*** Opening of DATA FOR ANALYSIS ***
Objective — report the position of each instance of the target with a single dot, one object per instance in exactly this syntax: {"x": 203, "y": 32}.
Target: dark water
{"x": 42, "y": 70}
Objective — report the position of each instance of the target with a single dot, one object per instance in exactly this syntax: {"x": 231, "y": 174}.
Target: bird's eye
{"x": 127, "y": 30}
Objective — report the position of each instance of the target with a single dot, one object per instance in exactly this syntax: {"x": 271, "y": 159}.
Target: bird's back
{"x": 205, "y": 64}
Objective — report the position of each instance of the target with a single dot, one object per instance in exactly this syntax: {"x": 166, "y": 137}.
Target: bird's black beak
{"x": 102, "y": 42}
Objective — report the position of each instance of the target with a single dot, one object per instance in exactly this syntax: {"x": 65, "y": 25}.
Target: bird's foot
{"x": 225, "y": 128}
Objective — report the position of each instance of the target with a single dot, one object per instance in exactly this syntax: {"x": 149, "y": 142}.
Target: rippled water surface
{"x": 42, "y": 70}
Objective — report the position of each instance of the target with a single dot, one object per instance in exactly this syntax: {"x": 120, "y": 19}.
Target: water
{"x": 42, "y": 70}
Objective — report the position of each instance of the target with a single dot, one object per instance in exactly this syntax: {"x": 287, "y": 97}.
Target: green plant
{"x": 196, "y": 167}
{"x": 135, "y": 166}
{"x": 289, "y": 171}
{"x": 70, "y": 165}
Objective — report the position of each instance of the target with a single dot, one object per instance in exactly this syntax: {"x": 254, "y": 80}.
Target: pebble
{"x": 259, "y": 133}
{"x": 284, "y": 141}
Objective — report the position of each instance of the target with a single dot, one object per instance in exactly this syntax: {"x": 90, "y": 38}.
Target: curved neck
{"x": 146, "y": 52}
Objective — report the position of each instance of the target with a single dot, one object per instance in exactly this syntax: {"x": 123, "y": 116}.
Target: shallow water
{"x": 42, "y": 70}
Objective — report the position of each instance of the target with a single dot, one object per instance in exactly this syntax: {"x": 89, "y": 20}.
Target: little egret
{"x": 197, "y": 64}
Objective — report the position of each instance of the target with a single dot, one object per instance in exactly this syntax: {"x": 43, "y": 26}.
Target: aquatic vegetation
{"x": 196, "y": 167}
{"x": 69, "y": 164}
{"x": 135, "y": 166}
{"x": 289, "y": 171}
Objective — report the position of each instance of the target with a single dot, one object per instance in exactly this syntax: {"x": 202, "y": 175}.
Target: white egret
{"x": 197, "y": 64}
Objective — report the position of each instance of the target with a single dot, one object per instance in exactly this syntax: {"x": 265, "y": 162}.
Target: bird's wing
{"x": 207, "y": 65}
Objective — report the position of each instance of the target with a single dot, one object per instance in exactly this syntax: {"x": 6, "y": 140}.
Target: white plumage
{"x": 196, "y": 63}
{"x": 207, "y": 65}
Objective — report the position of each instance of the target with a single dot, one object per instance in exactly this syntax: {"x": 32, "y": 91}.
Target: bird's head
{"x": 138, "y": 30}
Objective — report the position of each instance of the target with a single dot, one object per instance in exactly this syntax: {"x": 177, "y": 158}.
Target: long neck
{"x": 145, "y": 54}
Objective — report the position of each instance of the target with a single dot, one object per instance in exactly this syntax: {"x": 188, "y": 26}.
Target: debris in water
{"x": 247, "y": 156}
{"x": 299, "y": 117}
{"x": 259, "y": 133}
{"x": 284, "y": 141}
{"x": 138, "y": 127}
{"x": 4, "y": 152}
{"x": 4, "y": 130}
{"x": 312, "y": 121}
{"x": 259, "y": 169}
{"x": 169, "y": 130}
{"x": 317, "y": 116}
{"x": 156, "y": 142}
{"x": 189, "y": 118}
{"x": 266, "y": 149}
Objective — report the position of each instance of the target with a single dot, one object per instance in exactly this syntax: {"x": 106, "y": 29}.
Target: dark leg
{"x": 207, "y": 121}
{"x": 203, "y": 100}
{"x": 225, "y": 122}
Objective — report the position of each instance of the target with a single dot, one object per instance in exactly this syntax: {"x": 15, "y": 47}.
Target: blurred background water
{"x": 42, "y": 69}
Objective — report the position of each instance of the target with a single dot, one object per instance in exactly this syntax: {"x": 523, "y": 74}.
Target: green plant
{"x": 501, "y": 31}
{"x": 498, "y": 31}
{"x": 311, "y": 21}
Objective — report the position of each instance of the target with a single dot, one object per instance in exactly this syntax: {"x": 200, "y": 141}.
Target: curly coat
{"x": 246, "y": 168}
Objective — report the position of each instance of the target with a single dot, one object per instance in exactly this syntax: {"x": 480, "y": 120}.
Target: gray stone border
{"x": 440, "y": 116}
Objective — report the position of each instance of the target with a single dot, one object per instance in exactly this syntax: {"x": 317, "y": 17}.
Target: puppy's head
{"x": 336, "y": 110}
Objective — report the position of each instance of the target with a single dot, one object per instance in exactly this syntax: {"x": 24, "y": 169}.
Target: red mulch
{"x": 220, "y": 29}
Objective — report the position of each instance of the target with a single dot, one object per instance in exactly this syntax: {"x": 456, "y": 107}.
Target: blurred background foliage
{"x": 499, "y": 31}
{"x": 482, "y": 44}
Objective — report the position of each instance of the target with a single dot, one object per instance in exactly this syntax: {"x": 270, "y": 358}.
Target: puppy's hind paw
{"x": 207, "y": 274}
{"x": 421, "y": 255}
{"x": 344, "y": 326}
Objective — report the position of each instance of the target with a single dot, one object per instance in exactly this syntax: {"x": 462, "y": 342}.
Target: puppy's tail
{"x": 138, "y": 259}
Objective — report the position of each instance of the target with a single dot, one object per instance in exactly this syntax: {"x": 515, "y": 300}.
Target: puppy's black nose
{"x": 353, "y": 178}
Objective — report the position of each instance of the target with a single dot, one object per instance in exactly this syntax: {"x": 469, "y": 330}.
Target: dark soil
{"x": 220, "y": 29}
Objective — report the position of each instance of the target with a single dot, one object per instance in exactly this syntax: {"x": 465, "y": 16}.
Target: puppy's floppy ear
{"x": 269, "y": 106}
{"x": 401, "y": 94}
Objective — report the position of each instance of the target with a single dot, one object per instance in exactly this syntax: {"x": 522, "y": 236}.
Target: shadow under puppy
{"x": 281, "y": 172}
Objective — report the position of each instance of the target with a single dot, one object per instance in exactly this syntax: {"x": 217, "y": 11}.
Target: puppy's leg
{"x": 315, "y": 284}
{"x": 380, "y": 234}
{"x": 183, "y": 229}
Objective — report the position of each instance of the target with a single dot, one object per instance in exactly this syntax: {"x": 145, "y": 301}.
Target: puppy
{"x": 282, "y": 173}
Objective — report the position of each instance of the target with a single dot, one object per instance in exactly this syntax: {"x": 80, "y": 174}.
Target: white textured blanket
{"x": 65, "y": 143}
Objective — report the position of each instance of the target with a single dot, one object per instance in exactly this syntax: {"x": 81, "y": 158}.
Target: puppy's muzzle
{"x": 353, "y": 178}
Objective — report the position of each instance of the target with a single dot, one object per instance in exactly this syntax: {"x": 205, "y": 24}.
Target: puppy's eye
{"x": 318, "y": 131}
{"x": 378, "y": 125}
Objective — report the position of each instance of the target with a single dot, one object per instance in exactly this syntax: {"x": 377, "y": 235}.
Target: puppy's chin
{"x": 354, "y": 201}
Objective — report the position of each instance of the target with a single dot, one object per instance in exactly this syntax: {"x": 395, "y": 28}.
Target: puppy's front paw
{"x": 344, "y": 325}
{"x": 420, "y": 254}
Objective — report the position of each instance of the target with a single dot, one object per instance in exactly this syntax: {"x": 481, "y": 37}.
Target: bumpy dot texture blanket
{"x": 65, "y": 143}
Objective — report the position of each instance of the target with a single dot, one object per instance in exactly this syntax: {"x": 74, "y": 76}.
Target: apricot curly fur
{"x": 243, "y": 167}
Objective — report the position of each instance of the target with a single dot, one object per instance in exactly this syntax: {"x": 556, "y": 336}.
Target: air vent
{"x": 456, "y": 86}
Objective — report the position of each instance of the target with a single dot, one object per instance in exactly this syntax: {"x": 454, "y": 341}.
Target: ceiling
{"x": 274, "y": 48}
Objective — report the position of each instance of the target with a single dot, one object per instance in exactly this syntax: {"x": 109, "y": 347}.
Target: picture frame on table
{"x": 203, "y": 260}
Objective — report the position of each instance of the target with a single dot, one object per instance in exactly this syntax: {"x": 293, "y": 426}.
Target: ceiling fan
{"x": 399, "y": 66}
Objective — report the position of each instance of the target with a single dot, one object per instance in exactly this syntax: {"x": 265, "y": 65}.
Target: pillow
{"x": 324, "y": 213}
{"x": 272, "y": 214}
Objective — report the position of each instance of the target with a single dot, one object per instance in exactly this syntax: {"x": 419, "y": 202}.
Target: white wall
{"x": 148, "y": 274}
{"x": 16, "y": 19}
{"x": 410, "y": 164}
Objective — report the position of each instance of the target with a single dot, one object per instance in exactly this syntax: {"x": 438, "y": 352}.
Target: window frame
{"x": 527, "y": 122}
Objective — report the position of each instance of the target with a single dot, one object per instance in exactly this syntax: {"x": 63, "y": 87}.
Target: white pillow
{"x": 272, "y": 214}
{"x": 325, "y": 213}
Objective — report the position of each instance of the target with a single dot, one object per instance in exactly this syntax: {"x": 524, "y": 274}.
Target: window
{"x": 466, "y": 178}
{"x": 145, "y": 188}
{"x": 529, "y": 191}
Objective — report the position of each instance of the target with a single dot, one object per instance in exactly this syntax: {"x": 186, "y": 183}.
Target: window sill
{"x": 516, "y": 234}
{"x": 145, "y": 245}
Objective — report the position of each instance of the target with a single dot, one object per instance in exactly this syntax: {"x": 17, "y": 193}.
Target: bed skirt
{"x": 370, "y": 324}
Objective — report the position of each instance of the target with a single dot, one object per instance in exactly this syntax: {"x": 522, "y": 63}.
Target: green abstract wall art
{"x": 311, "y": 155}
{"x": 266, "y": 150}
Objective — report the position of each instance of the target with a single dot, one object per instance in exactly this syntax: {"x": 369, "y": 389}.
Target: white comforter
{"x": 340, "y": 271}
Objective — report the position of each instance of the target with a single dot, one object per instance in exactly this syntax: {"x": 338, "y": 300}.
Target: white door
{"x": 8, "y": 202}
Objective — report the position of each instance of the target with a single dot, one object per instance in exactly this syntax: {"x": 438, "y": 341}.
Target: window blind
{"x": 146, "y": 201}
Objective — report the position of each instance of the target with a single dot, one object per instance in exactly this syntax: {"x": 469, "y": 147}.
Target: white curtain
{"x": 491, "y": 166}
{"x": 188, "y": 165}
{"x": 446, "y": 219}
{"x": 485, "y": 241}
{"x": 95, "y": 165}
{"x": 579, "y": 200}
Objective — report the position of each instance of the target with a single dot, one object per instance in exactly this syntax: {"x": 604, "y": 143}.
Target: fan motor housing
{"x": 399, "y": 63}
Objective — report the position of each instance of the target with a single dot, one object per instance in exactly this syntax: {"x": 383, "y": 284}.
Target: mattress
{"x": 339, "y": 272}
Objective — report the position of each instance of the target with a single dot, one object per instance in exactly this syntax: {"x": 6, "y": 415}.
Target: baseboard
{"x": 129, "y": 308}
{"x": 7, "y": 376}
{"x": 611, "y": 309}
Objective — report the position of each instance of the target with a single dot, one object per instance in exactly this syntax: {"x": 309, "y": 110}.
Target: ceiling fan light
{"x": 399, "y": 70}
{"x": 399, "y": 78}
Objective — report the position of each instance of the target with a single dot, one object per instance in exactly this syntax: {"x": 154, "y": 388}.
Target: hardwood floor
*** Close of DATA FOR ANALYSIS ***
— WORK ORDER —
Word for word, restate only the lines from the one containing "Target: ceiling fan light" through the last line of the entries, with both ends kept.

— PROBLEM SOLUTION —
Target: ceiling fan light
{"x": 399, "y": 70}
{"x": 399, "y": 78}
Objective — report the position of each instance of the target with a single dot, one object per instance in exactly this syntax: {"x": 154, "y": 388}.
Target: hardwood floor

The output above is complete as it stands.